▸ TO DO:
Print, in exact form, the lines below from the one containing "of the tall" through the one containing "of the dark", and omit all others.

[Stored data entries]
-.-.-

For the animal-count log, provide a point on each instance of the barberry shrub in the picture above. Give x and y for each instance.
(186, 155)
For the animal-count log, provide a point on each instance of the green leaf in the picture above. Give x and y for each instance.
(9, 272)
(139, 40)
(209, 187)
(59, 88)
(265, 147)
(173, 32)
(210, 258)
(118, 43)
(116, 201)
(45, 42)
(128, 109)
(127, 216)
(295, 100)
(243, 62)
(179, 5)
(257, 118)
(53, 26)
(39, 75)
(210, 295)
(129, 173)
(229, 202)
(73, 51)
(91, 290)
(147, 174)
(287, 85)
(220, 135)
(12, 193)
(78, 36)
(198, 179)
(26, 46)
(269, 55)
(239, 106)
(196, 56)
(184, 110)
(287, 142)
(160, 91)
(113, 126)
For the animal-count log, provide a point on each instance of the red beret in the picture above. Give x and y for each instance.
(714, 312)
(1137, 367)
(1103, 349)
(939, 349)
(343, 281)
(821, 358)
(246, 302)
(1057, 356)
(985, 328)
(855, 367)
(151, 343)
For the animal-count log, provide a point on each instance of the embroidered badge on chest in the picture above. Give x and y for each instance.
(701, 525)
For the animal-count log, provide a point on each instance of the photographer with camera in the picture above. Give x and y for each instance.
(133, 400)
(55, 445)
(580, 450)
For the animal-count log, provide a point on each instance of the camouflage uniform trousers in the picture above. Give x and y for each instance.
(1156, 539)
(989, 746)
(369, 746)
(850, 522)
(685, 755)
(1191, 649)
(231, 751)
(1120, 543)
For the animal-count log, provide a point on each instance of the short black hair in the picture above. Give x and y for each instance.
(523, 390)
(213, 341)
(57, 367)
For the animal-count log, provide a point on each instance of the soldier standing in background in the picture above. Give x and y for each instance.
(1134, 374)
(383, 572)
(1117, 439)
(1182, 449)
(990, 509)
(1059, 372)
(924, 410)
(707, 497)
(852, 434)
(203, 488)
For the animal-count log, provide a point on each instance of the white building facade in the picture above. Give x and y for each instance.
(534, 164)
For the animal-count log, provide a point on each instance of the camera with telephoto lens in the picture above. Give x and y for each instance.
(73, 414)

-.-.-

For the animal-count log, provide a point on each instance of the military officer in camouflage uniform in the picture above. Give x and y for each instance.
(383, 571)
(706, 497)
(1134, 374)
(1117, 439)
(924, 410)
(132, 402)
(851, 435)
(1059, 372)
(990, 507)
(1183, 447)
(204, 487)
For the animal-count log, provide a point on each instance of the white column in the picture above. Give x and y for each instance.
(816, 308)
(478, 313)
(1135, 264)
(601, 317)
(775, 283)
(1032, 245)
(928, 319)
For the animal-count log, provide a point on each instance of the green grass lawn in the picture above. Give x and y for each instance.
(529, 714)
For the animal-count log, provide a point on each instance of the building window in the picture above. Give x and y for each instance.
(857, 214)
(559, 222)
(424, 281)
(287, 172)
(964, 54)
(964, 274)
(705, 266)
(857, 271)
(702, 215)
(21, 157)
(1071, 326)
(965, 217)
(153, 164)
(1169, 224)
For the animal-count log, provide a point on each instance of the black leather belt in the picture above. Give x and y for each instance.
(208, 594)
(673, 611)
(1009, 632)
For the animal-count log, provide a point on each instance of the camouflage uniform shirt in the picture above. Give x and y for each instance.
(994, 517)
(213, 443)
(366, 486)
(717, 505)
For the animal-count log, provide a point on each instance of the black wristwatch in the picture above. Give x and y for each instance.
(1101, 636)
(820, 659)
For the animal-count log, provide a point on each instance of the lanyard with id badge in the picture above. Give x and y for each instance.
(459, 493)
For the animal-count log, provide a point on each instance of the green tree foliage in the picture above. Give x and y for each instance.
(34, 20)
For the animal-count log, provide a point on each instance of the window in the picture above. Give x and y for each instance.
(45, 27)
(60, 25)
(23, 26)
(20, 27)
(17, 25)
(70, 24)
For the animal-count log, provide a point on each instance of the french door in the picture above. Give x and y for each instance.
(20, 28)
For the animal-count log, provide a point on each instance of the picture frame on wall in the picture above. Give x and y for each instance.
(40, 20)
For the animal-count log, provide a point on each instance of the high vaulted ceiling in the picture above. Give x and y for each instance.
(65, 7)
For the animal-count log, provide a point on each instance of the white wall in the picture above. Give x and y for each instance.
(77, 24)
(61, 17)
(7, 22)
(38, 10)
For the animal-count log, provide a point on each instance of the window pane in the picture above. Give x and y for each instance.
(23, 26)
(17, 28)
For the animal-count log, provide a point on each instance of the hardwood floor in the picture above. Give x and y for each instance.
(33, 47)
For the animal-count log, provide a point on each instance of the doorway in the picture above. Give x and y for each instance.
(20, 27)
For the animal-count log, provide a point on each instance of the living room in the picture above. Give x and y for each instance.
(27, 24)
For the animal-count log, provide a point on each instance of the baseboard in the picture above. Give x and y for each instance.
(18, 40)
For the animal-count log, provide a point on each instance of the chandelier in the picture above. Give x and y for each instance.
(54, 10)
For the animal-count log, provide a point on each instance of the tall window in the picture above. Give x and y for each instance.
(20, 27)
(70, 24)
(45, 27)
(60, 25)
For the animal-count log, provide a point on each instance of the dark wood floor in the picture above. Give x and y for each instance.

-.-.-

▸ ANSWER SECTION:
For the animal-count log, provide a point on each instance of the tall window in the picture above. Give x and y for each instance.
(20, 27)
(70, 24)
(45, 27)
(60, 25)
For the animal-count log, provide a point on each instance of the dark wood floor in the picture above. Give x and y for each instance.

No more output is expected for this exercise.